Write out, word for word, every line from the one containing "of the black" through the final line of the records.

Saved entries
-- Opening Marker --

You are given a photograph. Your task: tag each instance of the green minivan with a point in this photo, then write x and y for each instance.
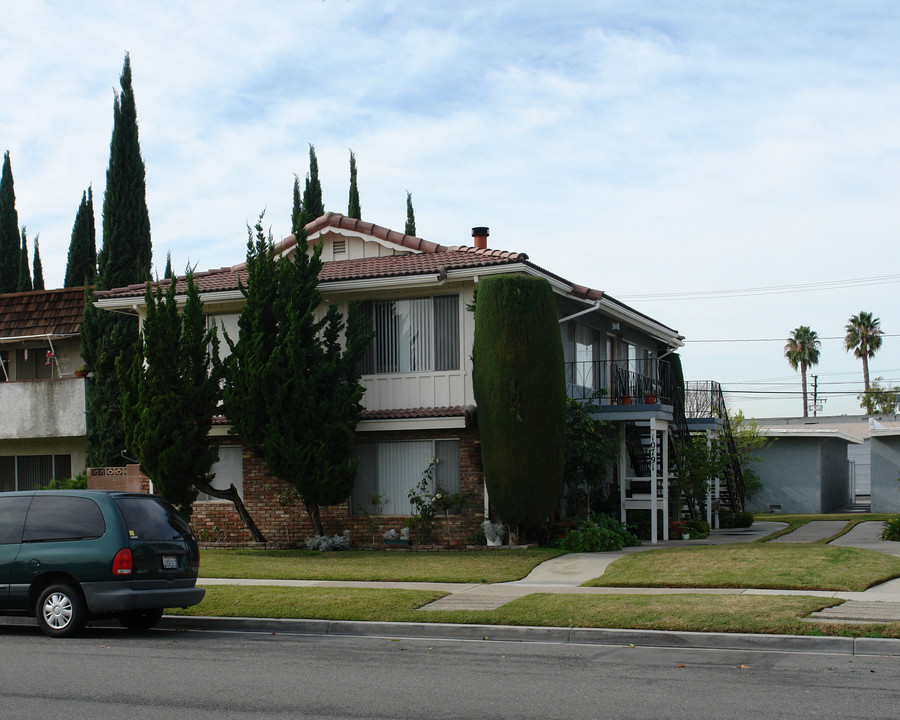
(68, 556)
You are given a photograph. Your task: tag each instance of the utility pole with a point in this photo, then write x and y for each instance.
(815, 389)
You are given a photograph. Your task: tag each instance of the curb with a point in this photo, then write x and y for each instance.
(828, 645)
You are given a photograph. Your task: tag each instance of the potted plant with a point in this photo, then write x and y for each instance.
(493, 533)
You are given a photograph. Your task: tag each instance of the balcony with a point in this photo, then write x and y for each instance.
(623, 385)
(43, 409)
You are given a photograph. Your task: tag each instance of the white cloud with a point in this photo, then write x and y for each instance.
(627, 146)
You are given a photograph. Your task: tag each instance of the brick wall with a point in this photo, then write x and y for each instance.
(217, 522)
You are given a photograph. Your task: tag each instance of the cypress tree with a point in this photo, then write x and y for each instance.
(353, 209)
(24, 281)
(81, 266)
(305, 438)
(169, 397)
(126, 252)
(9, 230)
(297, 210)
(519, 382)
(410, 216)
(38, 267)
(312, 206)
(110, 338)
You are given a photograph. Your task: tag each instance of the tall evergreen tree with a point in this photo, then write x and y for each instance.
(297, 209)
(127, 251)
(81, 266)
(312, 206)
(305, 438)
(108, 338)
(169, 397)
(410, 216)
(518, 376)
(38, 266)
(24, 282)
(9, 230)
(353, 209)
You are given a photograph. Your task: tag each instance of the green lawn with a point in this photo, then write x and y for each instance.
(795, 521)
(696, 613)
(467, 566)
(804, 566)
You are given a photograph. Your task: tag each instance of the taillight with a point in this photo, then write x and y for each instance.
(123, 562)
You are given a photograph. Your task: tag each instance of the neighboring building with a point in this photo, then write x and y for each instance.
(419, 403)
(866, 471)
(43, 434)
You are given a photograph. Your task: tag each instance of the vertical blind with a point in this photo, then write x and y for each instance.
(390, 470)
(413, 335)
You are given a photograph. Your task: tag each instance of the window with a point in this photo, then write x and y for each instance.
(32, 472)
(52, 517)
(391, 469)
(12, 518)
(228, 471)
(149, 518)
(415, 335)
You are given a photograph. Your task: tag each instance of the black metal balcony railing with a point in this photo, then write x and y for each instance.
(622, 385)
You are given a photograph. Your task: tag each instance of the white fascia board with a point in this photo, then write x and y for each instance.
(405, 281)
(131, 304)
(818, 433)
(650, 327)
(43, 336)
(408, 424)
(328, 229)
(615, 310)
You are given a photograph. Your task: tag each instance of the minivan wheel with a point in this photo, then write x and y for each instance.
(60, 611)
(141, 619)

-- Closing Marker --

## EXPECTED ANSWER
You are given a photograph. Your task: tag each instance of the black metal balcony railing with a point in this photo, then write x and y for each instance.
(622, 385)
You are given a photograph. Your task: tag each instance of the white fascia board with a point in this photo, then write x and y for each instance.
(405, 281)
(131, 304)
(818, 433)
(650, 327)
(43, 336)
(408, 424)
(328, 229)
(615, 310)
You are given a photograph. Your task: tag each instance of the minivan wheel with a point in this photo, then write x and y for each instance.
(60, 611)
(141, 619)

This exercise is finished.